■ **Given exercise**
Please pull out every line in the material below that contains the word "sweater".
--- START Supplied data ---
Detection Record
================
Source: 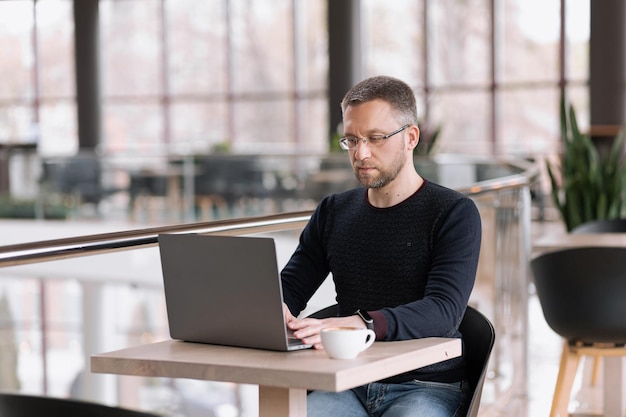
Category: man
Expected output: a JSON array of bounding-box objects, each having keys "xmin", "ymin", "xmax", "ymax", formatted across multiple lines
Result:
[{"xmin": 281, "ymin": 76, "xmax": 481, "ymax": 417}]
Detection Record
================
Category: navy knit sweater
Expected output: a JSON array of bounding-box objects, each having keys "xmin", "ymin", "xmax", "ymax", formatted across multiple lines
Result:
[{"xmin": 281, "ymin": 181, "xmax": 481, "ymax": 382}]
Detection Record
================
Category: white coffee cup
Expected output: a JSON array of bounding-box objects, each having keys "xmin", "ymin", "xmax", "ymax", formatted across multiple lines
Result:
[{"xmin": 320, "ymin": 326, "xmax": 376, "ymax": 359}]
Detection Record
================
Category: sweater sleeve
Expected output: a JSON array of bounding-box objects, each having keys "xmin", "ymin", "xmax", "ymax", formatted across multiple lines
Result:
[
  {"xmin": 377, "ymin": 198, "xmax": 481, "ymax": 340},
  {"xmin": 281, "ymin": 198, "xmax": 329, "ymax": 316}
]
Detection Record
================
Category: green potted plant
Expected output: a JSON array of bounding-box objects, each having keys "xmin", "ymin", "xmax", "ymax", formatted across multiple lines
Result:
[{"xmin": 546, "ymin": 95, "xmax": 626, "ymax": 232}]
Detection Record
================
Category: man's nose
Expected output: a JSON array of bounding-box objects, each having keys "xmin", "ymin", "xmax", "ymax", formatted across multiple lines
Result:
[{"xmin": 354, "ymin": 140, "xmax": 371, "ymax": 160}]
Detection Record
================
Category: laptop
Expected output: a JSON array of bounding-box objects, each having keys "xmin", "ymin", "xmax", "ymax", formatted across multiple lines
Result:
[{"xmin": 158, "ymin": 233, "xmax": 311, "ymax": 351}]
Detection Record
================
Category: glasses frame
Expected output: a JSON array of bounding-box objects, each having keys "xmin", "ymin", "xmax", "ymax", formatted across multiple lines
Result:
[{"xmin": 339, "ymin": 124, "xmax": 411, "ymax": 151}]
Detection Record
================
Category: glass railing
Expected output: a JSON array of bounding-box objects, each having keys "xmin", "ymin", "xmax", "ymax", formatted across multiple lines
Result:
[{"xmin": 0, "ymin": 156, "xmax": 538, "ymax": 417}]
--- END Supplied data ---
■ **Written reply**
Category: navy knit sweater
Category: sweater sleeve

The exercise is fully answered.